[start]

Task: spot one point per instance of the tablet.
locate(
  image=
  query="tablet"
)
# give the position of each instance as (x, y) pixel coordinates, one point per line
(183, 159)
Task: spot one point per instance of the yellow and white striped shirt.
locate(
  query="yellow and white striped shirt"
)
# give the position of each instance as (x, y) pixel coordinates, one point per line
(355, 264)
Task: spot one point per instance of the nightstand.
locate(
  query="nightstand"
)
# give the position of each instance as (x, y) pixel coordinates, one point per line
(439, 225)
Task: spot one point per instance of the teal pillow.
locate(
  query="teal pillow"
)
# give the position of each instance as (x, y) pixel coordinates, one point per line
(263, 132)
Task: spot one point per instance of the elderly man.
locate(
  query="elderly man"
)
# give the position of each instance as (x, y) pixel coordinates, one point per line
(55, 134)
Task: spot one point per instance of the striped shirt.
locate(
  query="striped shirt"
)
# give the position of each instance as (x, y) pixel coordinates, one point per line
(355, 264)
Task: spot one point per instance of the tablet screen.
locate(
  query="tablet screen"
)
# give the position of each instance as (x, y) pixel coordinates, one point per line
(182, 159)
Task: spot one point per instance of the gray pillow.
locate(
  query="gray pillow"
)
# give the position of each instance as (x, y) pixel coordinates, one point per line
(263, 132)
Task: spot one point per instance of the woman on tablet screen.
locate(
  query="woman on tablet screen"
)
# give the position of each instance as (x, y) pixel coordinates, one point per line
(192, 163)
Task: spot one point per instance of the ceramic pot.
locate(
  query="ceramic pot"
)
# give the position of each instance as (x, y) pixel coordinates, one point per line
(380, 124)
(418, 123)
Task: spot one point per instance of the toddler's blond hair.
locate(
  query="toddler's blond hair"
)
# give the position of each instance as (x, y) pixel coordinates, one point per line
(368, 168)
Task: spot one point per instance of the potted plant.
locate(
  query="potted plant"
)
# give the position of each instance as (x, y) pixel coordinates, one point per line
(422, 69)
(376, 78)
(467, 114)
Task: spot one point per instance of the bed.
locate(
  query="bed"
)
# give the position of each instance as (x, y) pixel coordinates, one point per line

[end]

■ Written instruction ■
Return each entry from above without altering a single character.

■ Response ■
Task: spot one point per instance of the tablet.
locate(
  image=
  query="tablet"
)
# give the position of each instance as (x, y) pixel coordinates, one point per line
(183, 159)
Task: spot one point per instance of the yellow and white striped shirt.
locate(
  query="yellow and white striped shirt"
)
# give the position of each instance as (x, y) pixel coordinates, one point per line
(355, 264)
Task: spot one point per instance of the nightstand.
locate(
  query="nightstand"
)
# give the position of each instance as (x, y) pixel coordinates, one point per line
(439, 225)
Task: spot one point per instance of the teal pillow.
locate(
  query="teal pillow"
)
# give the position of each instance as (x, y) pixel coordinates, one point per line
(263, 132)
Task: spot one point per instance of the elderly man.
locate(
  query="elderly man"
)
# give the position of each instance as (x, y) pixel coordinates, one point per line
(55, 134)
Task: spot one point per instance of the striped shirt.
locate(
  query="striped shirt"
)
# give the position of each instance as (x, y) pixel coordinates, one point per line
(355, 264)
Task: spot one point per instance of the tablet screen.
locate(
  query="tablet screen"
)
# give the position of each instance as (x, y) pixel coordinates, one point per line
(182, 159)
Task: spot one point per instance of the gray pillow.
locate(
  query="gray pillow"
)
# give the position of each instance as (x, y) pixel coordinates, one point per line
(263, 132)
Task: spot one point per instance of the woman on tablet screen.
locate(
  query="woman on tablet screen"
)
# give the position of each instance as (x, y) pixel coordinates, one point per line
(192, 163)
Task: spot one point per instance of the ceramic pot.
locate(
  query="ceramic pot"
)
# give the position of each instance as (x, y) pixel coordinates, one point per line
(380, 124)
(418, 123)
Task: spot one point per instance of the toddler's blond hair.
locate(
  query="toddler's blond hair"
)
# give the position of each instance as (x, y) pixel coordinates, one point per line
(368, 168)
Task: spot one point per instance of the potted plant.
locate(
  query="potted plant"
)
# give the position of each instance as (x, y) pixel coordinates, one point per line
(422, 69)
(376, 78)
(467, 114)
Task: spot one point per instance of the bed.
locate(
  query="bed"
)
# give the position of each instance as (x, y) pixel coordinates, one point per line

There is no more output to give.